[START OF Extract provided]
While some long term trends in the Australian energy market continue – such as strong growth in Queensland and Western Australia – the sector is undergoing rapid change.

Increasing use of natural gas has stalled, especially in electricity generation, to be replaced by increasing consumption of coal (mainly brown coal).

According to ABARE, total energy consumption in Australia is estimated to have grown by around 3.6 per cent a year between 1993-94 and 1997-98, largely as a result of strong growth in gross domestic product.

Energy consumption in the electricity generation sector rose by an annual average of over 5 per cent in this period and by over 9 per cent in 1997-98, making it the largest and fastest growing energy consuming sector for the year.

Developments in Queensland and Victoria underpinned the strong growth.

Total energy consumption in Australia is projected to grow at an average annual rate of 1.4 per cent between 1997-98 and 2014-15 to reach 6087 petajoules.

Extensions of the natural gas pipeline network continue to open up large markets particularly in mining, manufacturing and electricity generation sectors.

The proposed natural gas pipeline from the Kutubu gas fields, in Papua New Guinea’s southern highlands, to Queensland would provide significant impetus for the development of energy intensive industries and gas fired electricity generation capacity.

Over the medium-to-long term, natural gas consumption in the electricity generation, mining, manufacturing and commercial sectors is expected to rise significantly.

Natural gas consumption is projected to grow by an annual average of almost 4.3 per cent over the outlook period, well above the projected growth rate for total energy consumption.

The natural gas share of total consumption is projected to increase to almost 29 per cent by 2014-15.

Crude oil is projected to account for almost 34 per cent of total energy consumption in 2014-15.

Combined shares of black coal and brown coal are projected to decline from 42 per cent in 1997-98 to around 32 per cent by 2014-15.

In contrast, a modest rise is expected in consumption from renewable energy sources, with annual growth averaging 0.7 per cent to 2014-15.
[END OF Extract provided]
__Written problem 1__
Please pick out every line of the records that contains the word "street", treating uppercase and lowercase as different.
[START OF Extracted entries]
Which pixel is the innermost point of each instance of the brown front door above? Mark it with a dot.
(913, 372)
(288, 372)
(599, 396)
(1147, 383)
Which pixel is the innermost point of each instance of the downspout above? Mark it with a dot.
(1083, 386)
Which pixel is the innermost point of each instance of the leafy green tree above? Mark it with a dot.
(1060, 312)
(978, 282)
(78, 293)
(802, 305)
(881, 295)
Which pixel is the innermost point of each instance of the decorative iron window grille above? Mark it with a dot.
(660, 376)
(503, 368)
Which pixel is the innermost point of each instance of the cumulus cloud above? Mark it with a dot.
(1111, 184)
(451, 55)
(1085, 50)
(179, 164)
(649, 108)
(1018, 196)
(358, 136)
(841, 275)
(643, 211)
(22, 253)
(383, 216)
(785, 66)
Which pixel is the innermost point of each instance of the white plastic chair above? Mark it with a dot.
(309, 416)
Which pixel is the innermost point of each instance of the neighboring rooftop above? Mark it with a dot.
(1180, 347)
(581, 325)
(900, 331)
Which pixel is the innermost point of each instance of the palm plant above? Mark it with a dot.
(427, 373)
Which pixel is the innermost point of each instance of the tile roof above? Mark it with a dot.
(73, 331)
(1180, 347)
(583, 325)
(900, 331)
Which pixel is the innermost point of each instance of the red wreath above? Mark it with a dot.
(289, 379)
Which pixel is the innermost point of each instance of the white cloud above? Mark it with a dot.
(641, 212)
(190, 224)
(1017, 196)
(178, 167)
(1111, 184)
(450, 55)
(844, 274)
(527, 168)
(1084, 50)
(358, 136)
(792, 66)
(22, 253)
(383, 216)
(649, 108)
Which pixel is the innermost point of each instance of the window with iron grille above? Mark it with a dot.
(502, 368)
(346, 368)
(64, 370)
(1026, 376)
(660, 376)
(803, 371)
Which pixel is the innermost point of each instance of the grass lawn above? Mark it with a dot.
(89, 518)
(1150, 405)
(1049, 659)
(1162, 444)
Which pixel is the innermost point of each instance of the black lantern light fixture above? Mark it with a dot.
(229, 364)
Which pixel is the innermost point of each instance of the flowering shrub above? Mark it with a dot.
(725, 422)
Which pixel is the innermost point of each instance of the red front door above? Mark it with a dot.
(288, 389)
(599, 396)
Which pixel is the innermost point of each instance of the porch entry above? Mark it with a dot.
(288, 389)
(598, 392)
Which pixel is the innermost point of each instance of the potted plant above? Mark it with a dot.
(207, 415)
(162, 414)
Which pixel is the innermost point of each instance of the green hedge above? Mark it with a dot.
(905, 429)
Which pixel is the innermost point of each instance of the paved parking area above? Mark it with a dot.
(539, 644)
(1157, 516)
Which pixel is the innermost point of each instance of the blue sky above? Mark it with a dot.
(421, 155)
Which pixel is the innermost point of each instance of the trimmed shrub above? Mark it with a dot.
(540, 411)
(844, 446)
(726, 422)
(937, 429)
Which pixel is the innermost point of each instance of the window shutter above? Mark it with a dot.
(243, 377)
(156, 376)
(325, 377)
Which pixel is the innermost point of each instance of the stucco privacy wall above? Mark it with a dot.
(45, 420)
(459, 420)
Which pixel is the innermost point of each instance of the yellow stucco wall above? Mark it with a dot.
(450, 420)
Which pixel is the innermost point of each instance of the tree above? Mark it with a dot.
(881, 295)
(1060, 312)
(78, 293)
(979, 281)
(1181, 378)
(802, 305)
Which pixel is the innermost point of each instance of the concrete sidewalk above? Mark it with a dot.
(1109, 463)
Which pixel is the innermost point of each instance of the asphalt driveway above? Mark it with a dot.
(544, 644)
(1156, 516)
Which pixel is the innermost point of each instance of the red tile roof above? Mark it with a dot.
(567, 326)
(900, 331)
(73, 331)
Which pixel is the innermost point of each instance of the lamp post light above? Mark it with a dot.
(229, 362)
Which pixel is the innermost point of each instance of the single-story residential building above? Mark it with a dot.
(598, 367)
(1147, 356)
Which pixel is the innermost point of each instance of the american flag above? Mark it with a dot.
[END OF Extracted entries]
[START OF Extracted entries]
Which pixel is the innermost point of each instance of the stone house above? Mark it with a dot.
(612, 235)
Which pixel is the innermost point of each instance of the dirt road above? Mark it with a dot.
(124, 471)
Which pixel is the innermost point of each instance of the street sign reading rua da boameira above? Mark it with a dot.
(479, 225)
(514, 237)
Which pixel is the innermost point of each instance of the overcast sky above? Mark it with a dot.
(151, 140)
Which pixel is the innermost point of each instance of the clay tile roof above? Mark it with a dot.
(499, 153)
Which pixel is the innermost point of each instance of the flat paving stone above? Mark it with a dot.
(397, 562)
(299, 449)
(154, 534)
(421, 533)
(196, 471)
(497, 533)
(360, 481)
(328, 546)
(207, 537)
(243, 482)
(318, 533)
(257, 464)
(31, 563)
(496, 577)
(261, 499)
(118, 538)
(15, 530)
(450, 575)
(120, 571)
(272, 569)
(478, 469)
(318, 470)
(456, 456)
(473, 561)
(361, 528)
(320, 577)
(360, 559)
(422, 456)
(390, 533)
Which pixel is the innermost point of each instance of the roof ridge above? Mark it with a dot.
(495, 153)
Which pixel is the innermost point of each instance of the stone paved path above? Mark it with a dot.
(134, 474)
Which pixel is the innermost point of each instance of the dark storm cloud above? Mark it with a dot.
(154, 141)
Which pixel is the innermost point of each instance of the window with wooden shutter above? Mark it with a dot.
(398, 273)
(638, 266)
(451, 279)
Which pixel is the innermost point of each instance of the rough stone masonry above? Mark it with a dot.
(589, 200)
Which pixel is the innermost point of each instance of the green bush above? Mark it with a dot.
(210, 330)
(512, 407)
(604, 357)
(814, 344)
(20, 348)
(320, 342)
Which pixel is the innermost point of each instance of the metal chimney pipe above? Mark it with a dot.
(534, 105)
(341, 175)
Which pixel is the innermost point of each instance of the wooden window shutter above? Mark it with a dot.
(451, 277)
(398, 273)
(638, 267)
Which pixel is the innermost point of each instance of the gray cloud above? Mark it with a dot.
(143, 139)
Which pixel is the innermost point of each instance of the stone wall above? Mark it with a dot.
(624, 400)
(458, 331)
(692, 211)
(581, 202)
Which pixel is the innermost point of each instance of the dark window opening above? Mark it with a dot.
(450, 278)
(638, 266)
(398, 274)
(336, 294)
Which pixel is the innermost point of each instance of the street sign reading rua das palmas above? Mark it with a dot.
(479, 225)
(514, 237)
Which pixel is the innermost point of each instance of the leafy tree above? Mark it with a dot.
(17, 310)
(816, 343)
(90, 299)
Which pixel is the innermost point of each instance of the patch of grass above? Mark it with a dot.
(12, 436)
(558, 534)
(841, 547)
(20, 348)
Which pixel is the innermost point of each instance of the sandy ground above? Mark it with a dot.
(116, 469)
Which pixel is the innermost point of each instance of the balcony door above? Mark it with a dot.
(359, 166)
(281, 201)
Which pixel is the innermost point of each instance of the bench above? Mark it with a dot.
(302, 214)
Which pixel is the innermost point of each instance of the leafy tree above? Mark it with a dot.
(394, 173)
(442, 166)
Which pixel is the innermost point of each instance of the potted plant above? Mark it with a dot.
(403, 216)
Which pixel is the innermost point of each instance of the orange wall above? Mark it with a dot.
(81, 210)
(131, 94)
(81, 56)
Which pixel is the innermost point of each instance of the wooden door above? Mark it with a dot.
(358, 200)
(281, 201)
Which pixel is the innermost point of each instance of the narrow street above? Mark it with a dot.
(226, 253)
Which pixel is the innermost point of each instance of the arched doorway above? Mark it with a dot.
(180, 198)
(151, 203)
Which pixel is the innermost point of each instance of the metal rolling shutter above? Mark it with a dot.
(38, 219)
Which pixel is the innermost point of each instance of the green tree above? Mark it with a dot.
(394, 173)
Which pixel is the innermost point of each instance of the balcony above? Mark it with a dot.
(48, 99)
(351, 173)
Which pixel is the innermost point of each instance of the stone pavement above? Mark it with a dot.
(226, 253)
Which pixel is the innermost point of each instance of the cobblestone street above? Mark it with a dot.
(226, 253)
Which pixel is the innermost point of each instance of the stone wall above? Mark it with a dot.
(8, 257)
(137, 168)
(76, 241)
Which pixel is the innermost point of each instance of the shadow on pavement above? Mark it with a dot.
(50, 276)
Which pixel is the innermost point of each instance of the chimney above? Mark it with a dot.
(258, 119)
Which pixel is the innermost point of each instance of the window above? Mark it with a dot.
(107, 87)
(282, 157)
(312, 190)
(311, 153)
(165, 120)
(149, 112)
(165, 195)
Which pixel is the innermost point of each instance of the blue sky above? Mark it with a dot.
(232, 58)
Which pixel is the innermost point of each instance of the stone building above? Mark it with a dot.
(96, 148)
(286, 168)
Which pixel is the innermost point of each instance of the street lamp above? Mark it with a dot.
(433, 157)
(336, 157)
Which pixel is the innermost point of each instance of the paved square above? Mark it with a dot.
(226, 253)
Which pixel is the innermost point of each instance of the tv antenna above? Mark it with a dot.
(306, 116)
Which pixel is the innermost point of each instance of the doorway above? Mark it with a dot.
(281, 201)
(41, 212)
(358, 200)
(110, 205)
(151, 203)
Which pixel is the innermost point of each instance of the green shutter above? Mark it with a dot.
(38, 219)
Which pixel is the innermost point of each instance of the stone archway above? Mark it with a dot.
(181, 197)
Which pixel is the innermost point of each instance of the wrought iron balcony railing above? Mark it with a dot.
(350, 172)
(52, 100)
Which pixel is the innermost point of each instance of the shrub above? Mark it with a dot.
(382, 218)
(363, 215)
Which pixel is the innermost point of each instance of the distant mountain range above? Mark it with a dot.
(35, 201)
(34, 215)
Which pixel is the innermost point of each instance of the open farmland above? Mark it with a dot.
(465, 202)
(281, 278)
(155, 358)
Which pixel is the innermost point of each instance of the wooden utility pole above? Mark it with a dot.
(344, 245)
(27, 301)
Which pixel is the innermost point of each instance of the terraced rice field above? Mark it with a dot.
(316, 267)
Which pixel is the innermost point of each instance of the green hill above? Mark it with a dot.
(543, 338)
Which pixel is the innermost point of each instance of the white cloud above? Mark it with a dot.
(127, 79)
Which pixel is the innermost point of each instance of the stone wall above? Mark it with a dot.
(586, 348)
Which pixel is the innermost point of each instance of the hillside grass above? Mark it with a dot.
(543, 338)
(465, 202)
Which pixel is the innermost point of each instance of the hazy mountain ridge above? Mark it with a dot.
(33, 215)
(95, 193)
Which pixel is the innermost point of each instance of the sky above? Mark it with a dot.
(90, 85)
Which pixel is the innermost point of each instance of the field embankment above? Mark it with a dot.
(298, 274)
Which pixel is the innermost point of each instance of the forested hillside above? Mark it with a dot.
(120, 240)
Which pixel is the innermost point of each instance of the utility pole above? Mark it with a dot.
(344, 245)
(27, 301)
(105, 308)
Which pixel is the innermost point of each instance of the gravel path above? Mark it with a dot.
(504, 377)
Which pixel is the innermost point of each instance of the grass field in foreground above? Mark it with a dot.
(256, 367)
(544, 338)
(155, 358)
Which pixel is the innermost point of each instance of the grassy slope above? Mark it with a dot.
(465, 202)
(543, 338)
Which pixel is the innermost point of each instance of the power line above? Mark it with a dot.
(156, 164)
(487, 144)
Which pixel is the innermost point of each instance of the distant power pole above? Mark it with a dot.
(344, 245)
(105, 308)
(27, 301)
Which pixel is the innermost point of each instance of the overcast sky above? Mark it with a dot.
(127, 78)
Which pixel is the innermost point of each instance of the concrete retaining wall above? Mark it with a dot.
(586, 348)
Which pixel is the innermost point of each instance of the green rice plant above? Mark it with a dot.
[END OF Extracted entries]
__Written problem 2__
List all the economic sectors that the passage on the Australian energy market names as consumers of natural gas.

__Task output 1__
Which pixel is the innermost point of each instance of the street sign reading rua da boameira above? Mark it with a dot.
Which pixel is the innermost point of each instance of the street sign reading rua das palmas above? Mark it with a dot.
Which pixel is the innermost point of each instance of the narrow street above? Mark it with a dot.
Which pixel is the innermost point of each instance of the cobblestone street above? Mark it with a dot.
Which pixel is the innermost point of each instance of the street lamp above? Mark it with a dot.

__Task output 2__
Electricity generation, mining, manufacturing, commercial